**TO BE DONE:** Each entry below is to be extracted exactly.

"""

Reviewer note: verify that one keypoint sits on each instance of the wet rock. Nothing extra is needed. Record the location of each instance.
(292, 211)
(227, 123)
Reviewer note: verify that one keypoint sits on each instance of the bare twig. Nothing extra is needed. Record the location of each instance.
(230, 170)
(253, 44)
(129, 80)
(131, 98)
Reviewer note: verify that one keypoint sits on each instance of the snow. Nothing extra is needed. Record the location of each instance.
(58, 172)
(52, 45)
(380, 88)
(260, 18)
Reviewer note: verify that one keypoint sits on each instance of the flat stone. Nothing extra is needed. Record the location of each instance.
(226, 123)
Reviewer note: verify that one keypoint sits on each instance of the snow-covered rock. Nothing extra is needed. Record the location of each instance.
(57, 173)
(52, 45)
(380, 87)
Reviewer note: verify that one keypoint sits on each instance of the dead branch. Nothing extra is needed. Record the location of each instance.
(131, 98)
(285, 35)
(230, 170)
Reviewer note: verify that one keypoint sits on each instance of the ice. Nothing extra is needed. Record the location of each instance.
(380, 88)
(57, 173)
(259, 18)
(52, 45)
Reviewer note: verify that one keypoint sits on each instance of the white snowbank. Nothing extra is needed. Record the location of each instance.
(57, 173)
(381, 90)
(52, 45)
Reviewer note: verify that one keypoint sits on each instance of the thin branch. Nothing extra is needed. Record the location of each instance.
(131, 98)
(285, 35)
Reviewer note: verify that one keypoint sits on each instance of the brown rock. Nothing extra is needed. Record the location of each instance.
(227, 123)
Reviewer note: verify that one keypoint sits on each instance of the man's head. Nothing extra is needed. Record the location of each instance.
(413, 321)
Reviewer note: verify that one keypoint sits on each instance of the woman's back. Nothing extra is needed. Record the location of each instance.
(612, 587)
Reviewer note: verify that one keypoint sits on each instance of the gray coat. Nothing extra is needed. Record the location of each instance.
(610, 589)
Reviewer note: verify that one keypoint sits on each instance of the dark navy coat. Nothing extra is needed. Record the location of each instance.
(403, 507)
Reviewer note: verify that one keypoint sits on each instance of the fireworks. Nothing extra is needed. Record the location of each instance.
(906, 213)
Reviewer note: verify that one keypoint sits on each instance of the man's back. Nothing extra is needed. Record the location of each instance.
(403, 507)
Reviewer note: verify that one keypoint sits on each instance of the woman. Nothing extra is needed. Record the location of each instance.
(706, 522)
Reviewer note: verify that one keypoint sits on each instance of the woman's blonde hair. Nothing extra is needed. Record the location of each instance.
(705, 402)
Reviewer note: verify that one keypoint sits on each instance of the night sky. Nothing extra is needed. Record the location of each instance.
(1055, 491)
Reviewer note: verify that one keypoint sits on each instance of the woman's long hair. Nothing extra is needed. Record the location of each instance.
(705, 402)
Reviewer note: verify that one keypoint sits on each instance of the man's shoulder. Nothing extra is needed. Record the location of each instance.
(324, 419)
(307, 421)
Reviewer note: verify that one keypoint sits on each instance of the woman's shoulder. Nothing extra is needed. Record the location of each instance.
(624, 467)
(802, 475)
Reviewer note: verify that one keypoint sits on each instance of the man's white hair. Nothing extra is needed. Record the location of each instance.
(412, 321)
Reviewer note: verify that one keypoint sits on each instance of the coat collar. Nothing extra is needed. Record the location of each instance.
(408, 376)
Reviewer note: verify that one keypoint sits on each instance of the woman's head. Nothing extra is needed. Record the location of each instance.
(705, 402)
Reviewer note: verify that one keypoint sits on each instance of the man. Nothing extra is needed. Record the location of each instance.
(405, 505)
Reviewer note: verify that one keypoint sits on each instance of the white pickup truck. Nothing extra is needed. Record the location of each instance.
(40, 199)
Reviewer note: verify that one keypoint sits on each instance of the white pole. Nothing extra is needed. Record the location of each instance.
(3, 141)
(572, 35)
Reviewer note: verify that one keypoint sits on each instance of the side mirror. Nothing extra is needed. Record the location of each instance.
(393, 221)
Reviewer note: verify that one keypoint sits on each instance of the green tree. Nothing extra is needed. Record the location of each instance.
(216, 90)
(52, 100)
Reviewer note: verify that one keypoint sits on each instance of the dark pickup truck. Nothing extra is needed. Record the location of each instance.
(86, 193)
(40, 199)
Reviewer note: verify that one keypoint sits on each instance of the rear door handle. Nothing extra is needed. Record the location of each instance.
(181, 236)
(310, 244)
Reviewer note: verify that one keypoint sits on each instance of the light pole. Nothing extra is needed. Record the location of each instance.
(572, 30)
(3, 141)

"""

**SOLUTION:**
Reviewer note: verify that one keypoint sits on each instance of the wet rock. Nothing extra is needed. Record the location of each instance.
(292, 211)
(227, 123)
Reviewer note: verify that one keypoint sits on each instance of the bare twig. Nothing extra is needed. Record the location of each instance.
(230, 170)
(253, 44)
(129, 80)
(131, 98)
Reviewer note: verify that one keypoint sits on each instance of the snow. Nothing extra is needed. Record the location of each instance.
(58, 172)
(52, 45)
(380, 88)
(260, 18)
Reviewer note: verify that one keypoint sits on each instance of the flat stone. Nothing extra is needed. Record the location of each instance.
(226, 123)
Reviewer note: verify that one keypoint sits on each instance of the snow-covered rock. Nothing extra is needed. Record the location of each instance.
(57, 173)
(52, 45)
(380, 87)
Reviewer note: verify that one keypoint sits on each instance of the dead branch. Nothing extra is needed. Record the location of each instance.
(131, 98)
(285, 35)
(230, 170)
Reviewer note: verify that one keypoint sits on each instance of the ice. Nothing extra is needed. Record the location of each instance.
(380, 88)
(57, 173)
(259, 18)
(52, 45)
Reviewer note: verify that one keypoint sits on each instance of the white snowbank. Nothing extra is needed. Record the location of each instance.
(57, 173)
(381, 90)
(52, 45)
Reviewer note: verify that one keypoint sits on each instance of the thin branch. Nothing extra is needed. Record the location of each instance.
(131, 98)
(285, 35)
Reviewer note: verify that one keypoint sits on each instance of the brown rock. Nothing extra is needed. Record the location of each instance.
(227, 123)
Reviewer note: verify that one keypoint sits on each instance of the man's head. Nothing extra is needed. Record the location of each instance.
(413, 321)
Reviewer note: verify that one keypoint sits on each instance of the woman's back. Nothing extra is needed. Record the location of each instance.
(612, 587)
Reviewer note: verify that one keypoint sits on each instance of the gray coat. Nothing extra is needed. Record the location of each instance.
(610, 589)
Reviewer note: verify that one keypoint sits on each instance of the dark navy coat. Nothing extra is needed. Record the location of each instance.
(403, 507)
Reviewer note: verify that one keypoint sits on each instance of the fireworks. Nothing extra is needed. Record the location of each instance.
(906, 213)
Reviewer note: verify that one keypoint sits on each instance of the man's back. Nothing extra is needed. Record the location of each instance.
(403, 507)
Reviewer note: verify that one keypoint sits on each instance of the woman. Nothing extra is needed. Record the location of each instance.
(706, 522)
Reviewer note: verify that one keypoint sits on each instance of the woman's blonde hair. Nothing extra is needed. Record the location of each instance.
(705, 402)
Reviewer note: verify that one keypoint sits on each instance of the night sky. Nothing extra is needed. Record the location of each instance.
(1055, 491)
Reviewer note: verify that one keypoint sits on each instance of the woman's long hair. Nothing extra is needed. Record the location of each instance.
(705, 402)
Reviewer note: verify that one keypoint sits on each instance of the man's shoulder. Nothing extra is needed. Record the location of each instance.
(324, 419)
(307, 421)
Reviewer note: verify that one keypoint sits on each instance of the woman's shoulder. Nothing extra is needed. Record the location of each instance.
(624, 467)
(802, 475)
Reviewer note: verify that one keypoint sits on each instance of the man's white hair. Nothing extra is needed. Record the location of each instance.
(412, 321)
Reviewer note: verify that one keypoint sits on each instance of the coat collar. Nothing extra is needed. Record the location of each instance.
(408, 376)
Reviewer note: verify that one keypoint sits on each instance of the woman's head. Nothing extra is needed. Record the location of each instance.
(705, 402)
Reviewer note: verify that one keypoint sits on each instance of the man. Nothing extra is needed. Record the location of each instance.
(405, 505)
Reviewer note: verify that one keypoint sits on each instance of the white pickup truck. Nothing extra is needed. Record the location of each instance.
(40, 199)
Reviewer note: verify that one keypoint sits on each instance of the white pole. Nothing extra is needed. Record the location of each instance.
(3, 141)
(572, 35)
Reviewer note: verify that one keypoint sits on each instance of the side mirror. Nothing extra is needed. Record the location of each instance.
(393, 221)
Reviewer note: verify that one keypoint sits on each instance of the green tree. Nothing extra is needed. Record the location of each instance.
(216, 90)
(52, 100)
Reviewer note: verify that one keypoint sits on each instance of the dark pickup truck. Nothing extra is needed. Record the location of each instance.
(86, 193)
(40, 199)
Reviewer note: verify that one keypoint sits on each instance of the rear door handle. Nothing extra is needed. Record the location of each instance.
(181, 236)
(310, 244)
Reviewer note: verify that one keypoint sits on each instance of the light pole. Nothing extra is needed. Record the location of each instance.
(572, 30)
(3, 141)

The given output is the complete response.